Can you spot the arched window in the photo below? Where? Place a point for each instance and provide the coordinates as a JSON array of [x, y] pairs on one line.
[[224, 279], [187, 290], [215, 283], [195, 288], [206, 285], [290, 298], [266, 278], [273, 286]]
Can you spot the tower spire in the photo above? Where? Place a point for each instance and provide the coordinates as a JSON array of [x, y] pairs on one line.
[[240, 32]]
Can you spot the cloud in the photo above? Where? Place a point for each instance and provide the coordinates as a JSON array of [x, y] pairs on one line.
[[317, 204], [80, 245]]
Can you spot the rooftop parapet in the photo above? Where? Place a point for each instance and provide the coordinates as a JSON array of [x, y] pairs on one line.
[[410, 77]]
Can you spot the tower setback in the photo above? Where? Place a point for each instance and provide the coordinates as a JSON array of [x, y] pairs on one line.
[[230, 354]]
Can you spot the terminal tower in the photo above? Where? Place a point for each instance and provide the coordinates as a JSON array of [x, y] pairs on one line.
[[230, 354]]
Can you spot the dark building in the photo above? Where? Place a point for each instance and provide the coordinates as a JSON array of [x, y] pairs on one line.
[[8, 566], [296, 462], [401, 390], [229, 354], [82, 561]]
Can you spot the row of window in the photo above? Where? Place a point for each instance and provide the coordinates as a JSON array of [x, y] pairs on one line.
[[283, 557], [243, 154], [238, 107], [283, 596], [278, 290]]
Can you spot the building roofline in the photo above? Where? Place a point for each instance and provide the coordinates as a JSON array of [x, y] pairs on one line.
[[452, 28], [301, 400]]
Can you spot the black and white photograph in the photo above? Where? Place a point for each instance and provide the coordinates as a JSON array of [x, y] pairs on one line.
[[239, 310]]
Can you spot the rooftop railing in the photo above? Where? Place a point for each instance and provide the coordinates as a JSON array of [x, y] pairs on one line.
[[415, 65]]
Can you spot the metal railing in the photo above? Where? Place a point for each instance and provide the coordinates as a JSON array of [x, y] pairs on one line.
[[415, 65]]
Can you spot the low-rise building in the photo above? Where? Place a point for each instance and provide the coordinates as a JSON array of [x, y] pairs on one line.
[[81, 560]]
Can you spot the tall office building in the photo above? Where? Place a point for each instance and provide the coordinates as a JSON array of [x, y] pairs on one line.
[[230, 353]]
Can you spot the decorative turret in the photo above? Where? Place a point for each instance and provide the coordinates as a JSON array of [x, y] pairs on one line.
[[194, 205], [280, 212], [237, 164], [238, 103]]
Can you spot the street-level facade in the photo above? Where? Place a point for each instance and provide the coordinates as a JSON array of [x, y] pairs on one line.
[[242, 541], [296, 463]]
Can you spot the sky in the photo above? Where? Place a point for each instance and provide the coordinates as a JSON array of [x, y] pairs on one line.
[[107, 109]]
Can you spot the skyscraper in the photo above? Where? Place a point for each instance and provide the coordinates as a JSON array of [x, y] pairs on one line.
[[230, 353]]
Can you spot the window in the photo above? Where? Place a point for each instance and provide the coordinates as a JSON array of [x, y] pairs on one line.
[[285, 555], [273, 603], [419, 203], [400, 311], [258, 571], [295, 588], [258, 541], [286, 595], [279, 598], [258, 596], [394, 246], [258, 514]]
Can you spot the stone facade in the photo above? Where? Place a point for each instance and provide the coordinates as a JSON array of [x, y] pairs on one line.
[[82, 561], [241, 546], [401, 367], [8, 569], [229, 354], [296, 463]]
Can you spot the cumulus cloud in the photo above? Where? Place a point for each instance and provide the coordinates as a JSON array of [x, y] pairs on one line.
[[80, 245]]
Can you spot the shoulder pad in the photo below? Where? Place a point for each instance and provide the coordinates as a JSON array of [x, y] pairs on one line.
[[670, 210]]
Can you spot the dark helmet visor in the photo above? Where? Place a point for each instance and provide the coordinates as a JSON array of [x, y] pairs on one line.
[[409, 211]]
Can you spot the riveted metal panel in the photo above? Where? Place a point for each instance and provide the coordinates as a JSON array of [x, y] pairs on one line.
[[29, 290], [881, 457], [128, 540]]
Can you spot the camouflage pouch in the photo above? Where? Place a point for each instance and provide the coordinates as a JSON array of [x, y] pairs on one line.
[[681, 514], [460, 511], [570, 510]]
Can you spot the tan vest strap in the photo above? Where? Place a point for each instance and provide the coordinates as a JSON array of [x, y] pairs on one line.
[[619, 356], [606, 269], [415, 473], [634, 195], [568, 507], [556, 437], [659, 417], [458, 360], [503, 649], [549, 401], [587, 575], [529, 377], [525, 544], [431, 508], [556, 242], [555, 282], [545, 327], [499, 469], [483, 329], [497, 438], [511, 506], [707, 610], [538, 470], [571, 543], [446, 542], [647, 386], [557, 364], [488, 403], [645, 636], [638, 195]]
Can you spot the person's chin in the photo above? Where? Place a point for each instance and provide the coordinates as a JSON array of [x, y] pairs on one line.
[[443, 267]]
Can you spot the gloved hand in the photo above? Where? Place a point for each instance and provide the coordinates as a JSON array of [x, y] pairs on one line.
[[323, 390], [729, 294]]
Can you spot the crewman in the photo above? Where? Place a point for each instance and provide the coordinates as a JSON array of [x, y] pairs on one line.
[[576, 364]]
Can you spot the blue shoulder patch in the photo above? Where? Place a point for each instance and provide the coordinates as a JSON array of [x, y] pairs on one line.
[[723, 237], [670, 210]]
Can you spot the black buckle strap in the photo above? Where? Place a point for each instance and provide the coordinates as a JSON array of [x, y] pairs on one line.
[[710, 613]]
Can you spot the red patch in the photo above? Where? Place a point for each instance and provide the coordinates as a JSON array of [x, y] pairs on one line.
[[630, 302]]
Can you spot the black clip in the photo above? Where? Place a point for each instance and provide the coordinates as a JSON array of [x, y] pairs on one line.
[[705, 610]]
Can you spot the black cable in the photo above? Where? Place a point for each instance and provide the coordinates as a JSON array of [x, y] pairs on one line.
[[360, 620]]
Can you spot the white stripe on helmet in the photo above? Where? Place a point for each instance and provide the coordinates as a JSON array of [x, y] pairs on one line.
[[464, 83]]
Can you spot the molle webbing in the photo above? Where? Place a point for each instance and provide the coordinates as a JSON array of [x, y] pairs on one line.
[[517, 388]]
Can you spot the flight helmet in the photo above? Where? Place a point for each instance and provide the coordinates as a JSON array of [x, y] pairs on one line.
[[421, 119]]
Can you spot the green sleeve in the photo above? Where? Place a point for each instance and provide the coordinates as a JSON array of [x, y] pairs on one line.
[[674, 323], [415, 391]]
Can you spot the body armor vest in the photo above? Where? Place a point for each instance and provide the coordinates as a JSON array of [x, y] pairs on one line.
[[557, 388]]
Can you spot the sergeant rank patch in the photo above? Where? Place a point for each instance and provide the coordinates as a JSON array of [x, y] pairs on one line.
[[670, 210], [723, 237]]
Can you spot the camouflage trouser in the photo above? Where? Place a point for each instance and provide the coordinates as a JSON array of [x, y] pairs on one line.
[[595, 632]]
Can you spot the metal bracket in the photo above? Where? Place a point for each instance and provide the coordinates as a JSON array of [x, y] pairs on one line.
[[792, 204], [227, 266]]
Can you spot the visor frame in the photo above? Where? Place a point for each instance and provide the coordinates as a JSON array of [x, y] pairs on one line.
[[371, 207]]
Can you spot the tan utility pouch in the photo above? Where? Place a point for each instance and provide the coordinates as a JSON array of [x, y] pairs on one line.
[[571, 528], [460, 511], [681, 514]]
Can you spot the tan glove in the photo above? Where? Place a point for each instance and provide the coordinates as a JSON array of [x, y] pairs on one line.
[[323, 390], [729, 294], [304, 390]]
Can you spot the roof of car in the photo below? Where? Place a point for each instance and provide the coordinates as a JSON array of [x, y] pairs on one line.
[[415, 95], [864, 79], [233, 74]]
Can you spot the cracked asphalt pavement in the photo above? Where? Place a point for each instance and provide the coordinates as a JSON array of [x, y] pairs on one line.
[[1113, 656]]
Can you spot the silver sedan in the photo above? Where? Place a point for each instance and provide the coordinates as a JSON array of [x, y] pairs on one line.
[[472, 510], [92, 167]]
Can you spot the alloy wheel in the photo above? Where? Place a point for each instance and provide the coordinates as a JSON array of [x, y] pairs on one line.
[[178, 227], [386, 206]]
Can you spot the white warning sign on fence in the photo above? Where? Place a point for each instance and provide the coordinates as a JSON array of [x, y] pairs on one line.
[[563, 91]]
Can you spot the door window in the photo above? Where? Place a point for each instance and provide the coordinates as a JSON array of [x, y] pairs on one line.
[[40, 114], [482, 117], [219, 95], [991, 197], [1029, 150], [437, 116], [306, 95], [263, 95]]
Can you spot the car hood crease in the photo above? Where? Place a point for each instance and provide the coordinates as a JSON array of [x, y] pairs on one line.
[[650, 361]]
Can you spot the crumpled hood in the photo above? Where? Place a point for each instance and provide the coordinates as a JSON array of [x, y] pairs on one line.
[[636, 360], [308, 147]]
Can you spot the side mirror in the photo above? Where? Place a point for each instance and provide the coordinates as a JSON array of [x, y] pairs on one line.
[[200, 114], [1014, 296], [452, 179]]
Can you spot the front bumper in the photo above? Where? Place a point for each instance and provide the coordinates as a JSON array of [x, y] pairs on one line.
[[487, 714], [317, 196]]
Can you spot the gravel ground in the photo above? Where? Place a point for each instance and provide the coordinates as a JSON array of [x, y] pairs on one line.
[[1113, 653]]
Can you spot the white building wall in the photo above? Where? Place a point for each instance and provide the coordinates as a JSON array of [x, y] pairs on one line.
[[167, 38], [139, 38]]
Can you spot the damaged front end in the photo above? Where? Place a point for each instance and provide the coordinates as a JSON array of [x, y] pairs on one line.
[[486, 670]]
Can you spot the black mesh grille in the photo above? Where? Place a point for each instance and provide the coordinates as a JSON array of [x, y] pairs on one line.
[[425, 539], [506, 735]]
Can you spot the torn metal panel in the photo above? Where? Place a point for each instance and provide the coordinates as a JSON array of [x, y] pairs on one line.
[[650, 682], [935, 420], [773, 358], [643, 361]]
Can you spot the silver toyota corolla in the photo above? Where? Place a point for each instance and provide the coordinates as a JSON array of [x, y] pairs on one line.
■ ■ ■ ■
WHAT THIS TASK INVOLVES: Starting with the line that contains "Can you spot the damaged", transcribe the records word for word through their final line.

FINISHED ANSWER:
Can you spot the damaged front end in the photo above? Where? Place a point for each instance and provide the coordinates as a JSON array of [x, y] pairs on one line.
[[486, 670]]
Can you spot the black mesh grille in the photo above? Where? Place a point for each instance and provide the coordinates as a JSON array of [x, y] pairs on one line.
[[425, 539], [506, 735]]
Can you spot the torn metal panel in the photo above? Where? Place a point for each instance and provide the coordinates as a JSON array of [x, y] pairs on one line.
[[650, 682], [935, 420], [773, 358], [643, 361]]
Can you spot the silver toyota corolla in the photo above? Where? Place a point for each instance and provide the coordinates as a JSON array of [x, y] pairs on one line.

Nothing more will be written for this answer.